◆ Exercise description: Reproduce the blog post below word for word.

◆ Passage for review:

+---+

And Once Around

Okay I know I’m doing the It -thing to death now, and I swear, this will be the last one and then I’ll move on.

Just a short note from my weekend -long dialogue with Swinton, my workmate for the first autumn rush hour. We share a lot of common ground, popular culture -wise, and when our superiors throw us together on a work stint, it’s pretty much all babbity-bab-bab until the bell tolls on Sunday night, and our colleagues are finally relieved from having to listen to our ramblings on the book versus the film, you know, insert the hot title here, or Buffy, or Neil Gaiman, or one of the three Davids; Bowie, Lynch, or Duchovny, et cetera.

Since, quoting the one and only Lorelai Gilmore, our babbling capabilities are infinite, there was a whole chapter during the weekend concerning food and eating, what each of us had brought along as lunch, what went well with what, and so forth. Roberts had made Alexander pastries at home earlier in the week, and posted some photos of the mouth-watering, really gorgeous finished products on her Instagram account. I was gushing and awe-ing her beyond professional baking skills, she was belittling herself and telling me the sugar crust had come out too thick, and I was all you shut your mouth now, because belittling herself is like a second nature to Roberts, and she has lost all credibility as far as I’m concerned, because all of her baked goods are always so delicious and beautiful; I was just yammering on the topic for the umpteenth time. Begrudgingly, Roberts finally accepted the compliment.

+---+

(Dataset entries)
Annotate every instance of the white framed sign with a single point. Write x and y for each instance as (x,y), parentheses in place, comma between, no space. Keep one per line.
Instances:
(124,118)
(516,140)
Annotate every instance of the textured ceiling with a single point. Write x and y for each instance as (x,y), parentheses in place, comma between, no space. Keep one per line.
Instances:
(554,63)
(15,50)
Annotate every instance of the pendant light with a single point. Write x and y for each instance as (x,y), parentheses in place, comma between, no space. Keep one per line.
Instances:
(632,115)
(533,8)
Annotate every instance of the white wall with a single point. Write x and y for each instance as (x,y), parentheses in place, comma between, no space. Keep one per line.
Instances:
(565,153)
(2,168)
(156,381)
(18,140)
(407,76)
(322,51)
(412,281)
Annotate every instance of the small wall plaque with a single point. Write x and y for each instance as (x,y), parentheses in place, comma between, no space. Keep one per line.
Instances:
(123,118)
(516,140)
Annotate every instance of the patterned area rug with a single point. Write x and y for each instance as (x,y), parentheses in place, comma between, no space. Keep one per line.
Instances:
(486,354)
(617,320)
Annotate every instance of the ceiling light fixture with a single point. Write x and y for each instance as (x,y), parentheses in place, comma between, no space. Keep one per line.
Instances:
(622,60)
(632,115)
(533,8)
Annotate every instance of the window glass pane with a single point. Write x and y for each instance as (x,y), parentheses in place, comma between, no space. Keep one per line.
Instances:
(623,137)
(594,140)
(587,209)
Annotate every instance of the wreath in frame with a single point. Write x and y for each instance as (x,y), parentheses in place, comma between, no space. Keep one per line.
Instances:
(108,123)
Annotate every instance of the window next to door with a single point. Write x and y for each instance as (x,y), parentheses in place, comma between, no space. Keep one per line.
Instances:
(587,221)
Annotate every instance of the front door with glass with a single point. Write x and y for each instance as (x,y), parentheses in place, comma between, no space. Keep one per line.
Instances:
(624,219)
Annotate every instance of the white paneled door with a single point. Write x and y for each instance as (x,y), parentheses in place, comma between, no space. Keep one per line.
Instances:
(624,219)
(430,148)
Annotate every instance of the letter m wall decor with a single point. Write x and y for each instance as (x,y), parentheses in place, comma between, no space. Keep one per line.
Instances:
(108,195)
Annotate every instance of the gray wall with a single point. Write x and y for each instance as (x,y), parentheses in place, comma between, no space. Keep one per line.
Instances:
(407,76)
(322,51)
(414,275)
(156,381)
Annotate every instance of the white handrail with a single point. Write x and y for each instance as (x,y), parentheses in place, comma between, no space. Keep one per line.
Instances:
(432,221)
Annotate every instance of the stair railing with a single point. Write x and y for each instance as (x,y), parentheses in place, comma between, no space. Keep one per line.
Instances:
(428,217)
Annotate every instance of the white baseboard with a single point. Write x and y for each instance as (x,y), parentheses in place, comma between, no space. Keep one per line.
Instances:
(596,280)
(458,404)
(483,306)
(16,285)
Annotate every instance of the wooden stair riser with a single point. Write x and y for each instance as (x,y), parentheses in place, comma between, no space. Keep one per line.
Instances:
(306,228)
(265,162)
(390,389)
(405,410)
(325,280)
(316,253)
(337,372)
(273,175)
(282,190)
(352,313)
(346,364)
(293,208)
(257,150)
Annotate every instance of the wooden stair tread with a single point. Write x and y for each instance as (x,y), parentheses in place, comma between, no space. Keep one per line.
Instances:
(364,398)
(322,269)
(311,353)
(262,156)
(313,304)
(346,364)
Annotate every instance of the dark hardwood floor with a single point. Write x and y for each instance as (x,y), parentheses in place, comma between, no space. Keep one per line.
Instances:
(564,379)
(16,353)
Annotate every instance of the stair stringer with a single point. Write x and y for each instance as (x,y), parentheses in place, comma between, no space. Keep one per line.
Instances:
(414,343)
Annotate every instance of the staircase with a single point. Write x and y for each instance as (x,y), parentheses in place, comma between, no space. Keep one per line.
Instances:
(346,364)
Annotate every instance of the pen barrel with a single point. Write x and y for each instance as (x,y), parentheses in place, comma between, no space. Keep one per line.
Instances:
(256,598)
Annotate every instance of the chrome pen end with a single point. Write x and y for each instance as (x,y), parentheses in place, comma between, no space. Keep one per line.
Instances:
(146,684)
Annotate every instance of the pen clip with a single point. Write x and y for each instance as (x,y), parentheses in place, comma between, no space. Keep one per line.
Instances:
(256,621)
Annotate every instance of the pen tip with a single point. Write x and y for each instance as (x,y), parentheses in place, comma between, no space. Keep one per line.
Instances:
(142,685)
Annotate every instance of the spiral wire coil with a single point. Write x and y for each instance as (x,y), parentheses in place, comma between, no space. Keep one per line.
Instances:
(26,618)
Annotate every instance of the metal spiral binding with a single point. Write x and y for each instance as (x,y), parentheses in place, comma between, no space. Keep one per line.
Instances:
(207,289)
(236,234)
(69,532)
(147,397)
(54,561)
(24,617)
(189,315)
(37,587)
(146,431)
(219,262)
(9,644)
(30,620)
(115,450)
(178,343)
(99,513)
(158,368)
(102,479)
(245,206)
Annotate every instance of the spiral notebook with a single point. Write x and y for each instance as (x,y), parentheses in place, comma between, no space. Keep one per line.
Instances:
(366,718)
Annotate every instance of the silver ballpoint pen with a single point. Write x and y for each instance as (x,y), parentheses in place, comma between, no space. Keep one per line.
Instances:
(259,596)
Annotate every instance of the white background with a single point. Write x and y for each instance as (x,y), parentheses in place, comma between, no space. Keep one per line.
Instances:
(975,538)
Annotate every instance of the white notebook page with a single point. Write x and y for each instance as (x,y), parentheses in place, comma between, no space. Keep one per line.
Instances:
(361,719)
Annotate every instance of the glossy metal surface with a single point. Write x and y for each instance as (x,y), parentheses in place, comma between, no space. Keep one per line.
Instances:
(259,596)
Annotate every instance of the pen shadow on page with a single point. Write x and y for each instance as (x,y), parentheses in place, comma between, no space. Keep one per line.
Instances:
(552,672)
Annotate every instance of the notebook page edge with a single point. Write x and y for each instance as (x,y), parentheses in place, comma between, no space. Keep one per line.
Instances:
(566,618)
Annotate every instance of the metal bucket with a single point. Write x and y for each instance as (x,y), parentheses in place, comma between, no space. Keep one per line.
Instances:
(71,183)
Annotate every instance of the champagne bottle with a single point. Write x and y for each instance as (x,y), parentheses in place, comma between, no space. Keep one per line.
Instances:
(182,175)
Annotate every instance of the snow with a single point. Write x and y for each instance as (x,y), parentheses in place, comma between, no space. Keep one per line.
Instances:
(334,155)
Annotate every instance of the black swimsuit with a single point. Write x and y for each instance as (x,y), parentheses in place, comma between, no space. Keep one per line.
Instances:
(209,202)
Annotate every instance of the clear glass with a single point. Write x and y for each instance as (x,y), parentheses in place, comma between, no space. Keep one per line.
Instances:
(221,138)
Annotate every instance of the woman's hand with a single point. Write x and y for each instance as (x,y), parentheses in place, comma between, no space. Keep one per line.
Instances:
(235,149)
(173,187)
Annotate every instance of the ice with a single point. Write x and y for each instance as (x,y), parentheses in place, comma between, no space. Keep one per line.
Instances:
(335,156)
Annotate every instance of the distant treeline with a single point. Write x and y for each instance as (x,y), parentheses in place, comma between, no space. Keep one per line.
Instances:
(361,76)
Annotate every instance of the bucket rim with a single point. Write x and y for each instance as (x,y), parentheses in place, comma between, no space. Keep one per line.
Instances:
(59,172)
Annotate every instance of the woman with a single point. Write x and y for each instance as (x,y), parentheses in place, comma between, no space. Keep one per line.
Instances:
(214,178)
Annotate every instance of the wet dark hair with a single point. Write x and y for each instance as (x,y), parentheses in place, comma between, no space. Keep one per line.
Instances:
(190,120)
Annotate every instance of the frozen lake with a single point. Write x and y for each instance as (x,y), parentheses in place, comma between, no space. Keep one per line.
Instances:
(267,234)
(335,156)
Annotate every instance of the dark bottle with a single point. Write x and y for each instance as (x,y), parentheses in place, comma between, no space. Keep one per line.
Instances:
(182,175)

+---+

◆ Answer space:
And Once Around

Okay I know I’m doing the It -thing to death now, and I swear, this will be the last one and then I’ll move on.

Just a short note from my weekend -long dialogue with Swinton, my workmate for the first autumn rush hour. We share a lot of common ground, popular culture -wise, and when our superiors throw us together on a work stint, it’s pretty much all babbity-bab-bab until the bell tolls on Sunday night, and our colleagues are finally relieved from having to listen to our ramblings on the book versus the film, you know, insert the hot title here, or Buffy, or Neil Gaiman, or one of the three Davids; Bowie, Lynch, or Duchovny, et cetera.

Since, quoting the one and only Lorelai Gilmore, our babbling capabilities are infinite, there was a whole chapter during the weekend concerning food and eating, what each of us had brought along as lunch, what went well with what, and so forth. Roberts had made Alexander pastries at home earlier in the week, and posted some photos of the mouth-watering, really gorgeous finished products on her Instagram account. I was gushing and awe-ing her beyond professional baking skills, she was belittling herself and telling me the sugar crust had come out too thick, and I was all you shut your mouth now, because belittling herself is like a second nature to Roberts, and she has lost all credibility as far as I’m concerned, because all of her baked goods are always so delicious and beautiful; I was just yammering on the topic for the umpteenth time. Begrudgingly, Roberts finally accepted the compliment.